卒論修論発表

会場:カンファレンスホール

① 13:05-13:35

TOEICリーディングセクションにおける読解力測定の妥当性

  • 原和久(静岡大学学生)

発表種別

  • 卒業論文

発表概要

今日、日本ではTOEICテストが英語能力を表す指標の一つになっている。主に就職活動の際にこのテストの点数がそれだけの英語能力を持ち合わせているかの基準とされているが、ほんとうにTOEICテストは受験者の英語能力を測定できているのか。本研究ではTOEICのリーディングセクションおける妥当性を読解力、語彙知識、和文英訳力の3つの相関関係などをもとに検証した。実験内容は大学生29人を対象に語彙テスト、読解テスト、和文英訳テストを受けてもらい、その得点から相関関係などを分析した。先行研究ではL2の読解力は語彙知識や文法知識などに大きな相関関係があるとされているにもかかわらず、結果として本研究ではあまり大きな相関関係が出なかったことから、TOEICのリーディングセクションは語彙知識あるいは和文英訳の能力以外の他の要素が得点に関係しているのではないかということが考察した。

配布資料

  • なし

② 13:35-14:05

第二外国語としてのフランス語の綴りと発音に関するe-learning教材の開発とその効果:帰納的学習と演繹的学習の比較

  • 熊崎美世(名古屋大学大学院生)

· · · ·

_課題 1_
本文のうち、「今日、日本ではTOEICテス」を含む語句で始まり「ないかということが考察した。」で終わる部分を、「大学生29人」を「大学生40人」に変えて書き直してください。
_課題 2_
本文を3文で要約するとどうなりますか。
_課題 3_
本文の最後の行の後から、続きを書き進めてください。

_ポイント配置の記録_
· · · ·

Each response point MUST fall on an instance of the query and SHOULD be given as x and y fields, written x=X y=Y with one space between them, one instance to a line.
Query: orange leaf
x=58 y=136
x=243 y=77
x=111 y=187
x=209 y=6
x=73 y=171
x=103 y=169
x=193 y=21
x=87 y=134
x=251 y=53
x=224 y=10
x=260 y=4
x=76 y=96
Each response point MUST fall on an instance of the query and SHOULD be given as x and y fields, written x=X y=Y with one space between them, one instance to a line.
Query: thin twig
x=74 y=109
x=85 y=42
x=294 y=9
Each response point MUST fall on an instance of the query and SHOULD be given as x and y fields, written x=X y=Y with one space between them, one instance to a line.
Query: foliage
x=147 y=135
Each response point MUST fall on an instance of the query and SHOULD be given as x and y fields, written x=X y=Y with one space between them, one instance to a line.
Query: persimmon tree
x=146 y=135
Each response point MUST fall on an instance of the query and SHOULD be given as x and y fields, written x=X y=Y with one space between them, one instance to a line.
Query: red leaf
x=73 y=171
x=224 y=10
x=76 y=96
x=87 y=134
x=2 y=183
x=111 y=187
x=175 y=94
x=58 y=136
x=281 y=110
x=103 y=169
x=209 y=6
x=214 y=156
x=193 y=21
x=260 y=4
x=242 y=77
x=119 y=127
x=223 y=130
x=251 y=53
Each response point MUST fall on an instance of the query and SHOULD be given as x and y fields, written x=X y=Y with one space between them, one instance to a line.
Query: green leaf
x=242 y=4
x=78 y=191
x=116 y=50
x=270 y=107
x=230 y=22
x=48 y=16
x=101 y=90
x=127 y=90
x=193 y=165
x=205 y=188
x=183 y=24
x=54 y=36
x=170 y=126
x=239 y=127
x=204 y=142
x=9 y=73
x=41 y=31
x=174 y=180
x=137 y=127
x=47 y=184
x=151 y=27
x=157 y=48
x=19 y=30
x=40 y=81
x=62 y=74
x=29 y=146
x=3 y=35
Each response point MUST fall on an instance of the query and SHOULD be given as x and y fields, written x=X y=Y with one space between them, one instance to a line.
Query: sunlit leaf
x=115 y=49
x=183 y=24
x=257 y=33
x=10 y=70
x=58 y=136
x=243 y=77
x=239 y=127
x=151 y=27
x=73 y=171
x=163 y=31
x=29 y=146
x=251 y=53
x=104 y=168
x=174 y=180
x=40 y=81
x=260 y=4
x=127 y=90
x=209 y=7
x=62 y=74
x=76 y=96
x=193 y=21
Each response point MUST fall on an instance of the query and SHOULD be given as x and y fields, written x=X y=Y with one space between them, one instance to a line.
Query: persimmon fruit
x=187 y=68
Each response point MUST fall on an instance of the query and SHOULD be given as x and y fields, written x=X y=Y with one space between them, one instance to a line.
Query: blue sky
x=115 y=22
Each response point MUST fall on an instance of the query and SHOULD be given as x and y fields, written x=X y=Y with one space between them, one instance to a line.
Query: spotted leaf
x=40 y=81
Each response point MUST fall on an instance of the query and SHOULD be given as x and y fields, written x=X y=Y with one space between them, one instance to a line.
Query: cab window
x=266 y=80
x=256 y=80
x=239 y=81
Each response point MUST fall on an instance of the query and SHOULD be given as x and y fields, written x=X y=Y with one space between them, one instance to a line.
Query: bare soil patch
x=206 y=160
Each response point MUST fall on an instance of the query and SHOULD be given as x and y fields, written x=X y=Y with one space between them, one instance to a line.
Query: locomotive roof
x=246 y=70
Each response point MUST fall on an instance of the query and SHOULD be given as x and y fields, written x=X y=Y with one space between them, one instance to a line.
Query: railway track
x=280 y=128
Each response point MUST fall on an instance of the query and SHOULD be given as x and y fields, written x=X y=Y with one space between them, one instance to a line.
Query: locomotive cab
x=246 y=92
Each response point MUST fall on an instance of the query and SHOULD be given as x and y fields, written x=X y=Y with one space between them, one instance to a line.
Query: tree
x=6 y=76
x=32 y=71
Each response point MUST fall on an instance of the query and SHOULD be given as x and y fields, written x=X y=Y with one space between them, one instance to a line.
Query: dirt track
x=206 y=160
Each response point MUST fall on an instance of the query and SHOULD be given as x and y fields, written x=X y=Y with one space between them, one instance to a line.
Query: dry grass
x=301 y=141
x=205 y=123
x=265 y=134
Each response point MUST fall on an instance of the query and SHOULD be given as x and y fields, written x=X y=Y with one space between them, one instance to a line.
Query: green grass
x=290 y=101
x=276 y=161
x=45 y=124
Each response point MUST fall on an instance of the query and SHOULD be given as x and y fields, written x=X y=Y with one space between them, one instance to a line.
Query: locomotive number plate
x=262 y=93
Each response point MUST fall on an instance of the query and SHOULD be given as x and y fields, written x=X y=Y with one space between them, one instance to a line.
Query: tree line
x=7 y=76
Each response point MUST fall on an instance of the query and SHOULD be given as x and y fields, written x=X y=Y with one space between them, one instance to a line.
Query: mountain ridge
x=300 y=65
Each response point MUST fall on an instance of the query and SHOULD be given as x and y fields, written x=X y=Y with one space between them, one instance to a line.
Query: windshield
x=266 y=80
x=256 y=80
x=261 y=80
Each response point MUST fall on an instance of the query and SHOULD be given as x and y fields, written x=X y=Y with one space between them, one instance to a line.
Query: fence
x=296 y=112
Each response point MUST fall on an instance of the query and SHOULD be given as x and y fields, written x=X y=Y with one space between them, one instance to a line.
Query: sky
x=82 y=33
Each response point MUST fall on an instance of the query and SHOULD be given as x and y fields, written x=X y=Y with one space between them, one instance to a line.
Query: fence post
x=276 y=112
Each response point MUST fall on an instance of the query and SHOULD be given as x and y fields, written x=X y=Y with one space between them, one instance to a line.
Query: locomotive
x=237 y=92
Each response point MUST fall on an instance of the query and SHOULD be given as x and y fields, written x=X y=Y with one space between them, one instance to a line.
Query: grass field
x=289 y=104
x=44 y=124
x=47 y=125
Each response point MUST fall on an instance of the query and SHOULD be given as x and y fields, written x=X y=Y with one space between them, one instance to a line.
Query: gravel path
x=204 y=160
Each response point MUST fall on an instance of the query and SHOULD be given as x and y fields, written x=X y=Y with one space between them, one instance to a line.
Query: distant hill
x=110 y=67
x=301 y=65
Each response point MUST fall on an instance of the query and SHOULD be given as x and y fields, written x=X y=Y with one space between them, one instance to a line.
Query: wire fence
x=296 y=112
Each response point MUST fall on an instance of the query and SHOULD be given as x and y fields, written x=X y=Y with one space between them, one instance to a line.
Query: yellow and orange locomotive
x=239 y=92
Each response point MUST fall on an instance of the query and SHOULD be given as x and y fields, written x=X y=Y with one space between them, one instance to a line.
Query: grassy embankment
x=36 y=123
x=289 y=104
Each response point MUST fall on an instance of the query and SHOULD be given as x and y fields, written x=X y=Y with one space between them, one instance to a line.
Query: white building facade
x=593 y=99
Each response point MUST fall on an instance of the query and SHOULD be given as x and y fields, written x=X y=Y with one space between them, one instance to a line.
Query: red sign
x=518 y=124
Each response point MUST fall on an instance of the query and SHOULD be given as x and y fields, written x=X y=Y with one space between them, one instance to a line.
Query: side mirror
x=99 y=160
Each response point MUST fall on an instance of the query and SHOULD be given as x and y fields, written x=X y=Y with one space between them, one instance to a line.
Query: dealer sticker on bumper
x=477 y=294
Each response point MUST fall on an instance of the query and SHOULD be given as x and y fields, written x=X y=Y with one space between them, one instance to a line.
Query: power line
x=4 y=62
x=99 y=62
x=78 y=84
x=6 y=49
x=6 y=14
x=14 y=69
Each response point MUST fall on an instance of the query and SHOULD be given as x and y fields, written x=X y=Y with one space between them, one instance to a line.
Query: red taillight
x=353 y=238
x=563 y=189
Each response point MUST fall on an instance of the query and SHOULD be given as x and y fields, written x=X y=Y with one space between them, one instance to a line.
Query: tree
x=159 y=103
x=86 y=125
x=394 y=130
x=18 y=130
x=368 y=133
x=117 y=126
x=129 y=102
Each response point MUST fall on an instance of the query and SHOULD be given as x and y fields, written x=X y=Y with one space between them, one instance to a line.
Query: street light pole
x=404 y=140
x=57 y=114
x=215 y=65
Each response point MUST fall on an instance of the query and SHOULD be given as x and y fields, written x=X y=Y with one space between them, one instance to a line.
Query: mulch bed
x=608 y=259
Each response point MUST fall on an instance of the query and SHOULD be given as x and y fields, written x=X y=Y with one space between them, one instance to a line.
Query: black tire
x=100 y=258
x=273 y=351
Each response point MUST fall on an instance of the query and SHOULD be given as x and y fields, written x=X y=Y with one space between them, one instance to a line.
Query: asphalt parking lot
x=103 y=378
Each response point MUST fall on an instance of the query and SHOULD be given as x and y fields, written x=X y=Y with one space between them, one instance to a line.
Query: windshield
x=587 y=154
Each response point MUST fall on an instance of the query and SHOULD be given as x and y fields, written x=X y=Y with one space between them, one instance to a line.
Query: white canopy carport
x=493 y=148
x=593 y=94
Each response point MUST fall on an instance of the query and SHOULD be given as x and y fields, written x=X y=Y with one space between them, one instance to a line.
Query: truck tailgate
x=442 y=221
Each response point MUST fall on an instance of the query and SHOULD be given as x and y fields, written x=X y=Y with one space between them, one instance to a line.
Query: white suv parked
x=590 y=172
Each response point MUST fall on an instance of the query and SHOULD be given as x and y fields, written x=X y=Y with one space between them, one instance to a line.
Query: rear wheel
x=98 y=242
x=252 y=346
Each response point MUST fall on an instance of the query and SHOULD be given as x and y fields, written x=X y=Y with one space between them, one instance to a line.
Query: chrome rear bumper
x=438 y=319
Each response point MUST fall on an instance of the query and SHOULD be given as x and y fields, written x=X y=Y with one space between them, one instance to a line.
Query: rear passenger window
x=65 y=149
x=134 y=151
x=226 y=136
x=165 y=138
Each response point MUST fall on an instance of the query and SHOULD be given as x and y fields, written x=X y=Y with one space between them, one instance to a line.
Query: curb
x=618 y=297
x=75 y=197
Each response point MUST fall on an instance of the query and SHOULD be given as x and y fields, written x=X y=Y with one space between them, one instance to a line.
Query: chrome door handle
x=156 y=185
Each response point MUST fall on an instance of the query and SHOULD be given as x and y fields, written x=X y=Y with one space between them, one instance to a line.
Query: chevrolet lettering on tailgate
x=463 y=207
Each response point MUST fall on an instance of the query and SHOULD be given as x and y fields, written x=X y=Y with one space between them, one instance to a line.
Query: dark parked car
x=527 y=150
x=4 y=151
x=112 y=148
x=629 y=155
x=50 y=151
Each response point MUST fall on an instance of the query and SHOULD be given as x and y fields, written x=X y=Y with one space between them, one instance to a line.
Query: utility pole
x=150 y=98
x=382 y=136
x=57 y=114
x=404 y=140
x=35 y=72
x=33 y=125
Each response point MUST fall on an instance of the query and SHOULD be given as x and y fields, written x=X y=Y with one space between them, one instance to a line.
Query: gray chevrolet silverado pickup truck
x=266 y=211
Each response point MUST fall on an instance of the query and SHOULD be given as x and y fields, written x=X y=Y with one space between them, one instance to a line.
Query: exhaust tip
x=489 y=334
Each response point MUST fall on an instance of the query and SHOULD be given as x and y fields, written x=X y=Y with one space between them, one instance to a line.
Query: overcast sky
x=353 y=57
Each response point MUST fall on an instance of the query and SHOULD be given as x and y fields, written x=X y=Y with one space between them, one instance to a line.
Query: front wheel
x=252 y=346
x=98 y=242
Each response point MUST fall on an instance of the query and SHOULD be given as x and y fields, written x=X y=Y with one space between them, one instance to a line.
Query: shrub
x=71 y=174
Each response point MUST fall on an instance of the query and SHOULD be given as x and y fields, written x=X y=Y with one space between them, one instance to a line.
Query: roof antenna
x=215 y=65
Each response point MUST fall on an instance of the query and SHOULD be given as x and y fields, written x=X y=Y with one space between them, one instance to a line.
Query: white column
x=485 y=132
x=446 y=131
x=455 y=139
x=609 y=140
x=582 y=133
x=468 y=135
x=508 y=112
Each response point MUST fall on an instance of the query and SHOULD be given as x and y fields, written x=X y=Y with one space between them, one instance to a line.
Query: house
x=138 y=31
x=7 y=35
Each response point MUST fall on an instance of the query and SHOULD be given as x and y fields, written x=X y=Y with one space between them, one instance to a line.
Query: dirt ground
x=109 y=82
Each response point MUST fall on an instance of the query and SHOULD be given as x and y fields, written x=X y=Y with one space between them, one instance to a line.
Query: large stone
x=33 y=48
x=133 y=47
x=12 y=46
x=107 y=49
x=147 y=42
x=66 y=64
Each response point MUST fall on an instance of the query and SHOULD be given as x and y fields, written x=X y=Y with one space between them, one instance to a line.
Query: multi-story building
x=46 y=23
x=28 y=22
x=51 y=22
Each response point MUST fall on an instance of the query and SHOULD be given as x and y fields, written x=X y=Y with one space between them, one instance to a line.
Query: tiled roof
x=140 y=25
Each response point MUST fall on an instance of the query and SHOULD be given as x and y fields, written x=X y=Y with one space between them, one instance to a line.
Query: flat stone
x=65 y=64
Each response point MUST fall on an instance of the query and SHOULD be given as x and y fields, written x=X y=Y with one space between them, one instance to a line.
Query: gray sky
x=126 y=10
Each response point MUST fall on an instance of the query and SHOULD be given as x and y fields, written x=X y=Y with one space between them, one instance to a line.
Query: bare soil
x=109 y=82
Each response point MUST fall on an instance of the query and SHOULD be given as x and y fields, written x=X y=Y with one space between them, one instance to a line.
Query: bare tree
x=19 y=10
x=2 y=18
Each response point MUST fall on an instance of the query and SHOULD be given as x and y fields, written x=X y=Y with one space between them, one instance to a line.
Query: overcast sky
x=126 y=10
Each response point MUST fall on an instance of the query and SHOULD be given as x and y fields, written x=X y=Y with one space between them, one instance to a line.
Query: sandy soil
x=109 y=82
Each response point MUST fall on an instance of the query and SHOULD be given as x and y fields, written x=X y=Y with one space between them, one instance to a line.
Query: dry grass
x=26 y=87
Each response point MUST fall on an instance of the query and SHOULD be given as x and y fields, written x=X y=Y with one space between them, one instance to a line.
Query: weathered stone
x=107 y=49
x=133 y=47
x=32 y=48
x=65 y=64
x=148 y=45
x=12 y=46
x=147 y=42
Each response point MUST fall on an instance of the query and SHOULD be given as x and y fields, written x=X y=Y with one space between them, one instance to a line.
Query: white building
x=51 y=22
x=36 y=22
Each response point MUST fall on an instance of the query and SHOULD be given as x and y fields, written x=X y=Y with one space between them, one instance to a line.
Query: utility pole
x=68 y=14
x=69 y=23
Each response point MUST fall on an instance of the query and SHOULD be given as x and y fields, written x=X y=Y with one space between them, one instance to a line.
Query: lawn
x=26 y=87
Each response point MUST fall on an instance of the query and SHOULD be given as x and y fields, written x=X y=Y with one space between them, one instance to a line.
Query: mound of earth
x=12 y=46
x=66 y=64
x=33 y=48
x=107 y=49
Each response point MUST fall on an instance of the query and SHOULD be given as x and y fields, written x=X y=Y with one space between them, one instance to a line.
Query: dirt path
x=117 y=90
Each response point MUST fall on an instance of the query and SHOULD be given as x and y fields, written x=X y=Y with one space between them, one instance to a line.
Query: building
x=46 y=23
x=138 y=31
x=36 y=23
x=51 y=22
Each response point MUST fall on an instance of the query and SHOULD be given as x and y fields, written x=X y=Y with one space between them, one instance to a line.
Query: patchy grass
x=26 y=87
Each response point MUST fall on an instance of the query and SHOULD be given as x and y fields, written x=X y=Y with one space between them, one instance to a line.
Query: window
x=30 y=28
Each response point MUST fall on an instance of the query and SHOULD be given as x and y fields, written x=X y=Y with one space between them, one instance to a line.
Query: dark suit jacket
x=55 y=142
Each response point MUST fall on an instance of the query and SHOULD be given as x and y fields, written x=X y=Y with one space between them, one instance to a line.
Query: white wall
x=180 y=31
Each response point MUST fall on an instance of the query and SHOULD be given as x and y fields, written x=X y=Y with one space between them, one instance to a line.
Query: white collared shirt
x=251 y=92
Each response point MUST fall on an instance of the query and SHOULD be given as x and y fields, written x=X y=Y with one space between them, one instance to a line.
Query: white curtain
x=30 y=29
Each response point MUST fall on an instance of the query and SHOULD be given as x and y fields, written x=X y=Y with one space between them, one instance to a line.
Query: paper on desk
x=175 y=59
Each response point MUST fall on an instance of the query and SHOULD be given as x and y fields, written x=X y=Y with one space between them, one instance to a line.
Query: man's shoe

· · · ·

_記述回答 1_
今日、日本ではTOEICテストが英語能力を表す指標の一つになっている。主に就職活動の際にこのテストの点数がそれだけの英語能力を持ち合わせているかの基準とされているが、ほんとうにTOEICテストは受験者の英語能力を測定できているのか。本研究ではTOEICのリーディングセクションおける妥当性を読解力、語彙知識、和文英訳力の3つの相関関係などをもとに検証した。実験内容は大学生40人を対象に語彙テスト、読解テスト、和文英訳テストを受けてもらい、その得点から相関関係などを分析した。先行研究ではL2の読解力は語彙知識や文法知識などに大きな相関関係があるとされているにもかかわらず、結果として本研究ではあまり大きな相関関係が出なかったことから、TOEICのリーディングセクションは語彙知識あるいは和文英訳の能力以外の他の要素が得点に関係しているのではないかということが考察した。

_記述回答 2_
カンファレンスホールで行われる卒論修論発表では、13:05からの①で、静岡大学学生の原和久がTOEICリーディングセクションにおける読解力測定の妥当性について卒業論文を発表する。この研究は大学生29人に語彙テスト、読解テスト、和文英訳テストを受けてもらい、その得点から相関関係などを分析したが、あまり大きな相関関係が出なかったことから、語彙知識や和文英訳の能力以外の要素が得点に関係しているのではないかと考察している。13:35からの②は、名古屋大学大学院生の熊崎美世による、第二外国語としてのフランス語の綴りと発音に関するe-learning教材の開発とその効果についての発表である。

_記述回答 3_
発表種別

  • 修士論文発表

発表概要

本研究では,フランス語の学習経験がない日本語母語話者のための,フランス語の綴りの読み方を学ぶ教材を作成した。これは,帰納的学習法と演繹的学習法の2つの学習法を1つにまとめ,さらにその提示の順序を入れ替えた計2種類のものであった。実験ではその教材の学習効果を測るため,事前と事後,遅延テストを行い,既習語と未知語とに分けて,提示法,時間軸及び項目間の違いを比較した。その結果,本研究においては,教材による学習効果が少なからず得られたが,学習法(提示法)による差異は見受けられず,項目による差異が大きかったこと,学習した内容は未知語へも応用することができるということがわかった。また,アンケート調査により,実験へ参加したことでフランス語に興味を持つようになったことや,本研究で開発した教材に対して肯定的な評価がなされていたこと等がわかった。以上により,フランス語の綴りと発音を学習することには,意義があると考えられる。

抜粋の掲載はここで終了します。